In the article about the sleeping attorney case, who was Calvin J. Burdine's court-appointed lawyer at his trial?

--- Given text ---

Judges Reject Appeal in ’Sleeping Attorney’ Case
  Ruling: A defendant in a Texas murder trial has no absolute right
  to a lawyer who stays awake, panel says.

  By HENRY WEINSTEIN , LA Times Legal Affairs Writer

                A defendant in a capital murder trial does not have an absolute constitutional right to have an attorney
           who stays awake for the entire trial, a sharply divided federal appeals panel in New Orleans ruled
                The ruling came in the case of Calvin J. Burdine, whose death sentence for a 1983 murder in Texas
           drew considerable--and unfavorable--attention to that state’s death penalty system.
                During Burdine’s trial, his court-appointed lawyer, Joe Frank Cannon, frequently fell asleep,
           according to jurors and the court clerk. Last year, a federal district judge in Houston ordered a new trial
           for Burdine, saying that "a sleeping counsel is equivalent to no counsel at all."
                But by a 2-1 majority, a panel of the U.S. 5th Circuit Court of Appeals disagreed. The judges were
           not "condoning sleeping by defense counsel during a capital murder trial," Judges Rhesa H. Barksdale
           and Edith H. Jones wrote in their ruling. But from the trial record, "it is impossible to determine--instead,
           only to speculate--that counsel’s sleeping" actually hurt Burdine’s case, the majority said.
                Jones, who was appointed to the appeals court by President Ronald Reagan, has been widely touted
           as a possible Supreme Court nominee if Texas Gov. George W. Bush wins the presidential election.
           Barksdale was appointed by Bush’s father when he was president.
                The Texas attorney general’s office, which had brought the case to the appeals court, applauded the
           ruling. "Today’s decision confirms that a jury’s verdict will not be overturned unless and until the
           defendant proves that actual harm occurred as a result of his attorney’s conduct at trial," said
           spokeswoman Heather Browne.
                But in a stinging dissent, appellate Judge Fortunato P. Benavides, an appointee of President Clinton,
           said, "It shocks the conscience that a defendant could be sentenced to death under the circumstances
           surrounding counsel’s representation of Burdine."
                Burdine’s appellate attorney Robert L. McGlasson said that he was deeply disturbed by the decision
           and that he would ask for a rehearing by a larger panel of 5th Circuit judges or, failing that, seek review
           by the U.S. Supreme Court.
                "I am confident that, on fuller review, a higher court will agree with me that justice asleep is justice
           denied," McGlasson said.
                Even if Friday’s ruling stands, Burdine, who already has had four stays of execution, will not
           immediately face execution. His lawyers have raised several other issues that have not yet been ruled
                The Burdine case came to national attention during the presidential primaries last spring when Bush
           was asked about "sleeping lawyers" in Texas death penalty cases. Bush said the fact that Burdine’s
           guilty verdict and death sentence had been blocked showed that "the system worked." He did not
           mention that the state had already appealed that reversal.

--- Material provided ---

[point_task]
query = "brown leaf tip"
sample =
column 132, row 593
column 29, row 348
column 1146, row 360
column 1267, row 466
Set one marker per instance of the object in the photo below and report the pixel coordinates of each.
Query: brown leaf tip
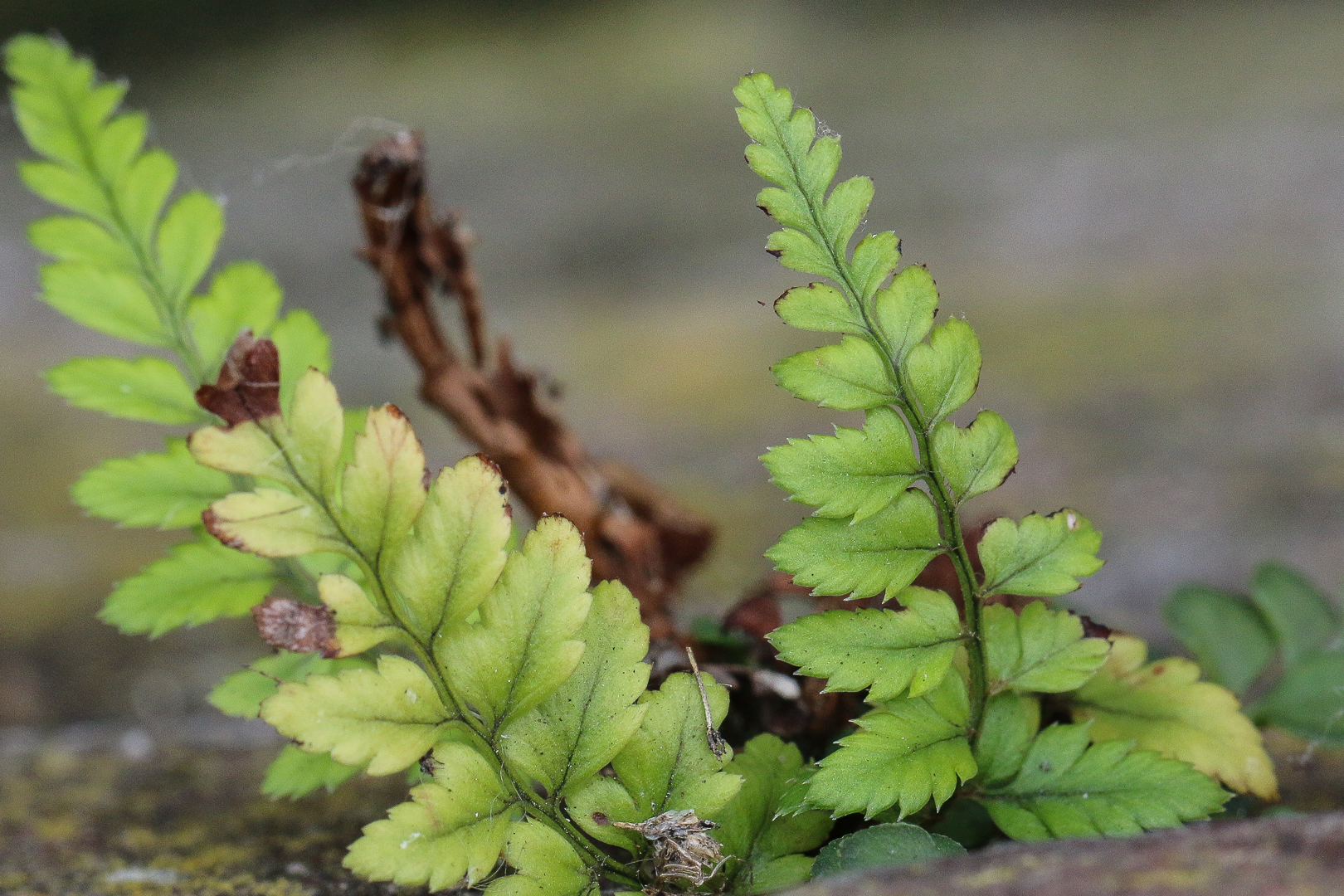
column 1093, row 629
column 212, row 523
column 301, row 627
column 249, row 382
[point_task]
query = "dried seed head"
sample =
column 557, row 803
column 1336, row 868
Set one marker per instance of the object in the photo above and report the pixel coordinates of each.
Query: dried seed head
column 249, row 382
column 683, row 850
column 301, row 627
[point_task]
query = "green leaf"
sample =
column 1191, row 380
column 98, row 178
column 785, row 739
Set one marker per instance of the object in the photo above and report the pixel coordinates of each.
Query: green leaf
column 977, row 458
column 601, row 802
column 388, row 718
column 1301, row 618
column 143, row 191
column 303, row 344
column 272, row 524
column 1043, row 558
column 1309, row 700
column 383, row 488
column 1164, row 707
column 147, row 388
column 242, row 296
column 300, row 451
column 903, row 754
column 241, row 694
column 187, row 241
column 359, row 625
column 1068, row 789
column 296, row 772
column 450, row 832
column 455, row 553
column 581, row 727
column 119, row 144
column 880, row 555
column 851, row 473
column 523, row 649
column 312, row 434
column 884, row 846
column 167, row 490
column 197, row 582
column 668, row 763
column 850, row 377
column 1006, row 735
column 874, row 260
column 104, row 299
column 543, row 863
column 817, row 306
column 69, row 188
column 1042, row 649
column 80, row 240
column 800, row 251
column 879, row 649
column 903, row 312
column 767, row 850
column 1229, row 637
column 945, row 371
column 845, row 210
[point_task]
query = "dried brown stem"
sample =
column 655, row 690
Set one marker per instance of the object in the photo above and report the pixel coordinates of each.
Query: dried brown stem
column 635, row 531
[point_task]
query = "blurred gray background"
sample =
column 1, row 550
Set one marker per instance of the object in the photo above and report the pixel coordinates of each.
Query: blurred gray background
column 1140, row 207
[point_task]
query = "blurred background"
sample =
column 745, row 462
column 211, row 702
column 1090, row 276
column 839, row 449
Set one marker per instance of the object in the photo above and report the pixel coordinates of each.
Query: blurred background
column 1138, row 206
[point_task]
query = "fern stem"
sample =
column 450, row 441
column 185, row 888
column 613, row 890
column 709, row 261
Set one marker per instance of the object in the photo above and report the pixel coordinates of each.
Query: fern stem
column 183, row 343
column 938, row 489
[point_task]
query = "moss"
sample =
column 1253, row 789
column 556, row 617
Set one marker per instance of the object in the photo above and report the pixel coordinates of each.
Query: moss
column 179, row 824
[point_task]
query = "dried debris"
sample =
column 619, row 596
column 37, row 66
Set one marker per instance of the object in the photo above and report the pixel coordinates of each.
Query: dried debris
column 301, row 627
column 683, row 850
column 249, row 382
column 718, row 746
column 633, row 531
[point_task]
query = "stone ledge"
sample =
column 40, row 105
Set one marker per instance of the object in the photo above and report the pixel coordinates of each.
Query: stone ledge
column 1288, row 856
column 116, row 811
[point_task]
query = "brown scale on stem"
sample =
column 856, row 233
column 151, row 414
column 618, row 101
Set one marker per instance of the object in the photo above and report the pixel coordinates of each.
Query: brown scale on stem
column 633, row 531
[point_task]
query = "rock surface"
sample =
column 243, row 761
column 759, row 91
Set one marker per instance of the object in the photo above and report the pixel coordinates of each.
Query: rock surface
column 1288, row 856
column 177, row 813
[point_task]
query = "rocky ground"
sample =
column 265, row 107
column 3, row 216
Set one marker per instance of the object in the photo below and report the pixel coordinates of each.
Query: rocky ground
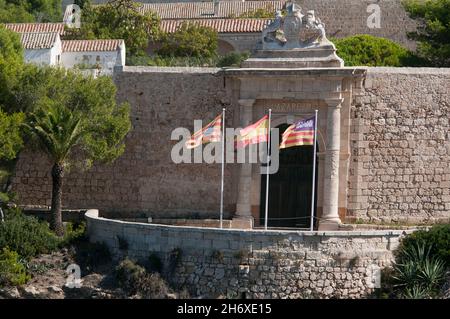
column 49, row 280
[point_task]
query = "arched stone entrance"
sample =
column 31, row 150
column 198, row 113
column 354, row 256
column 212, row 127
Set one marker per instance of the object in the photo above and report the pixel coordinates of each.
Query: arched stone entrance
column 290, row 189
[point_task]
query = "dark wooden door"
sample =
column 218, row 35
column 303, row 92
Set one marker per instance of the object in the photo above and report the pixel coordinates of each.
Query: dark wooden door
column 290, row 189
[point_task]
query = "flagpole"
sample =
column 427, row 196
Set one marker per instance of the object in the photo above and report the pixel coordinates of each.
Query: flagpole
column 314, row 172
column 223, row 167
column 266, row 216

---

Result of this task -> Joe Frank Cannon